*Exercise set:*
1. In the comments, why did Mum smile at the cat's name Maxx?
2. Write out the part of the comments that opens with the words containing "The Florida Furkids" and closes with "a great day.".
3. Do these statements agree with the comments? Answer yes or no for each and quote the words that decide it. (a) One commenter says her human has written about a cat from before. (b) The commenter named Janet would rather have the crazy neighbor than the cats. (c) The earlier Max followed Mum everywhere.

*Selection:*
## start

Your story is wonderful! I laughed out loud and totally identified with the moving of the cheeks. And, of course, Maxx is completely adorable.
Loved your and story and Mum smiled at the cat’s name Maxx – she had a Max who lived here before we were chosen and he followed her everywhere – even to the loo!
Luv Hannah and Lucy xx xx
What a great story and a handsome ManCat!!
The Florida Furkids
Loved the photos, the story too.
I’m a Janet and I always have a crazy neighbor either next door or two down. They follow me. The cats and the crazy .. I’ll take the cats any day.
That was a wonderful and engaging story. The pictures of that very handsome boy are glorious.
We sure enjoyed your story too and Maxx is very special!
That was a great story. That is a good idea to write stories about the cats. I liked that story a lot. Have a great day.
Impressive story 🙂 max you are gorgeous
blush… *snort!
That was a great story! My human has written some about the cat before me.

## end

[Items in a dataset]
## start

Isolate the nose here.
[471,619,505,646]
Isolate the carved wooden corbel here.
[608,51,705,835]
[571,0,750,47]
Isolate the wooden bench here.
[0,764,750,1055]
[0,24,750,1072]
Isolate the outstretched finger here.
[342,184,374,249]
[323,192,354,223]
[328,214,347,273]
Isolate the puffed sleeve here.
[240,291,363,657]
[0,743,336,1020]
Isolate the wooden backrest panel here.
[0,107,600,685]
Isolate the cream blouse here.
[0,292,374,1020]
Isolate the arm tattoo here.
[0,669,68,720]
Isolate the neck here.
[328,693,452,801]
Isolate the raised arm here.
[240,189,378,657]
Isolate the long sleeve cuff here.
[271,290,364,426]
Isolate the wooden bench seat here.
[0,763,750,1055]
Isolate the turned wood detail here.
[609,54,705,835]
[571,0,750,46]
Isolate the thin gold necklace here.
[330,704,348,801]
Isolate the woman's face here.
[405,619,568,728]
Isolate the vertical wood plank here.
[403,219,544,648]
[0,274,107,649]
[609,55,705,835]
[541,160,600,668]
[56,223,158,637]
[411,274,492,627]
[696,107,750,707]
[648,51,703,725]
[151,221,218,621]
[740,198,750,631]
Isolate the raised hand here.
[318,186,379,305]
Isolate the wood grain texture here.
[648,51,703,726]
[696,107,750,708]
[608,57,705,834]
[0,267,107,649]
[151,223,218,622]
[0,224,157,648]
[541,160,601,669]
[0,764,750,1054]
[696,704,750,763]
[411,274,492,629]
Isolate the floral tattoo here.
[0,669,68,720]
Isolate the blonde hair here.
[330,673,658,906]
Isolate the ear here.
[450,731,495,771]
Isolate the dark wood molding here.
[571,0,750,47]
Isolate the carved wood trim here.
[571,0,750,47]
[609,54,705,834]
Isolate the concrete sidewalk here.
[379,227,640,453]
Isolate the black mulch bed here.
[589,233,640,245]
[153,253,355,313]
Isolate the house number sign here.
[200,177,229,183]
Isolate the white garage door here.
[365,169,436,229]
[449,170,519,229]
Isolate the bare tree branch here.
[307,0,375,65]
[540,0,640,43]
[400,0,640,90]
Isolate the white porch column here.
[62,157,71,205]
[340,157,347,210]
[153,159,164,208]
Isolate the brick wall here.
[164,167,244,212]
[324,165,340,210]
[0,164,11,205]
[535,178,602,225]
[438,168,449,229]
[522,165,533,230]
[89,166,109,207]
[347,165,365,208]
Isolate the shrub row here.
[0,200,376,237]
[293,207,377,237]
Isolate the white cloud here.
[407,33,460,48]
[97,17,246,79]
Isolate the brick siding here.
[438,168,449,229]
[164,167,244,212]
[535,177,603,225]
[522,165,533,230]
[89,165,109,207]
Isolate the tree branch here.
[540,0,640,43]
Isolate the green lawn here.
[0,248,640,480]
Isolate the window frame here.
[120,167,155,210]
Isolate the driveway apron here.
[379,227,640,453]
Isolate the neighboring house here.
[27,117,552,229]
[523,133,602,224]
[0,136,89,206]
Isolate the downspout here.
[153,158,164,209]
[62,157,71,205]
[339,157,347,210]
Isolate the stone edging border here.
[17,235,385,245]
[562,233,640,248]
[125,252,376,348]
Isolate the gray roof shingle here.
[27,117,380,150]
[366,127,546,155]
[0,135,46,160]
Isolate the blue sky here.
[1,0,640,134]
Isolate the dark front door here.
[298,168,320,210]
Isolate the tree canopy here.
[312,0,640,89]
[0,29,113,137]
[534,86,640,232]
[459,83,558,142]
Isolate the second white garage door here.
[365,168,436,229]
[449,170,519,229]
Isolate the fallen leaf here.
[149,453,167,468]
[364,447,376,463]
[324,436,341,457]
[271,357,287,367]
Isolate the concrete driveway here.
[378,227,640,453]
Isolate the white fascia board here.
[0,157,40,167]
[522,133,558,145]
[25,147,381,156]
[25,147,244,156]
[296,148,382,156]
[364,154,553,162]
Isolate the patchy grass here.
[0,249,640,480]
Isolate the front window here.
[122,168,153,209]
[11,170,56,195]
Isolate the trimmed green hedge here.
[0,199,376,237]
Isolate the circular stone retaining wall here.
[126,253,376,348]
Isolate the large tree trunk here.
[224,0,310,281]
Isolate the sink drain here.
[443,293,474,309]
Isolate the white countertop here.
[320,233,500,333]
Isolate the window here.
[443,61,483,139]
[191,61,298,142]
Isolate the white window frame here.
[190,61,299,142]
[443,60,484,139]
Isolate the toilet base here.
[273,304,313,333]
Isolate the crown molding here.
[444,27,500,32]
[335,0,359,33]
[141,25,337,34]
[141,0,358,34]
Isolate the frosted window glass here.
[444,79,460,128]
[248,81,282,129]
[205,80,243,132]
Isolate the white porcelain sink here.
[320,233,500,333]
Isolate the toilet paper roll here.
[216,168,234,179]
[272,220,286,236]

## end

*Task-by-task solutions:*
1. Mum smiled because she once had a Max who lived there before Hannah and Lucy were chosen. That Max followed her everywhere, even to the loo.

2.
The Florida Furkids
Loved the photos, the story too.
I’m a Janet and I always have a crazy neighbor either next door or two down. They follow me. The cats and the crazy .. I’ll take the cats any day.
That was a wonderful and engaging story. The pictures of that very handsome boy are glorious.
We sure enjoyed your story too and Maxx is very special!
That was a great story. That is a good idea to write stories about the cats. I liked that story a lot. Have a great day.

3.
(a) Yes: "My human has written some about the cat before me."
(b) No: "I’ll take the cats any day."
(c) Yes: "he followed her everywhere – even to the loo!"